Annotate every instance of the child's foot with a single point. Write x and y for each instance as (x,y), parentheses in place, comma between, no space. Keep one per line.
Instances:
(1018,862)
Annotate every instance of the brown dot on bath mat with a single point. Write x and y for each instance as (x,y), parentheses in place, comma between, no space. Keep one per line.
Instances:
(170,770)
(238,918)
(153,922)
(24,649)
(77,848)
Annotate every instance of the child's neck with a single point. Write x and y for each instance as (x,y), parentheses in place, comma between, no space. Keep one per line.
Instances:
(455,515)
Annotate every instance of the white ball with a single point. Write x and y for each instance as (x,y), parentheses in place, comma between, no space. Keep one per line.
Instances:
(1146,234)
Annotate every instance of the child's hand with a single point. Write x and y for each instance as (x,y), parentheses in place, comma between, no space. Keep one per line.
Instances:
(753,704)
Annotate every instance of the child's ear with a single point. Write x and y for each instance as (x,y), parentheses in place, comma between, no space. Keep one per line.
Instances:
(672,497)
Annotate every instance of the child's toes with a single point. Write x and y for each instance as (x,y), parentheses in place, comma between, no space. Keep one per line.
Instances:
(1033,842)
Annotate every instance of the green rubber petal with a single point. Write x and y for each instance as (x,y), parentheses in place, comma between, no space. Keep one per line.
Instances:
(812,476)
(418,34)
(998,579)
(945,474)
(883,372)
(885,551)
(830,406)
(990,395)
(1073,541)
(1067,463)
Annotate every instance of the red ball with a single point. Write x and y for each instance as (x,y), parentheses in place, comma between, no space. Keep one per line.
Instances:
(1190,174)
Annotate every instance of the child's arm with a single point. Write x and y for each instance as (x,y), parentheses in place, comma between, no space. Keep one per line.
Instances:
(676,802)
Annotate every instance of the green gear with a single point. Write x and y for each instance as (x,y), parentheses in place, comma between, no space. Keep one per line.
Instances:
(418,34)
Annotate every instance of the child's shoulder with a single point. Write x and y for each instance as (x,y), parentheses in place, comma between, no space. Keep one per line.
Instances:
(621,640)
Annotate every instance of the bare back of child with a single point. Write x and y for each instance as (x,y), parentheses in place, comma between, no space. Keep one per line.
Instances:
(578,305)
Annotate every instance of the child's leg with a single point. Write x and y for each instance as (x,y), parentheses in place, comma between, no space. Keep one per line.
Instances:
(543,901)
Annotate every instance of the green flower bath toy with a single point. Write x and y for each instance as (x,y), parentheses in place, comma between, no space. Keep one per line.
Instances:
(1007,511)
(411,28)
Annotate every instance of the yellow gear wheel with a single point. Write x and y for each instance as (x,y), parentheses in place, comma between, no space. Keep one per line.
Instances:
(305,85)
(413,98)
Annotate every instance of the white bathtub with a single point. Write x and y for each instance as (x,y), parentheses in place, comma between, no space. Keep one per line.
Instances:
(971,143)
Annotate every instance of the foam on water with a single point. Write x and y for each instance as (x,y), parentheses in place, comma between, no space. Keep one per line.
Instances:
----------
TASK GOAL:
Above are some records; copy each line there that contains "ball".

RESULT:
Annotate every instance of the white ball with a single point. Write x and y for each instance as (x,y), parentheses in place, comma between, no space. Keep one per line.
Annotate every instance of the red ball with a single point. Write x and y for each instance as (x,y), parentheses in place, comma between, no space. Keep one per line.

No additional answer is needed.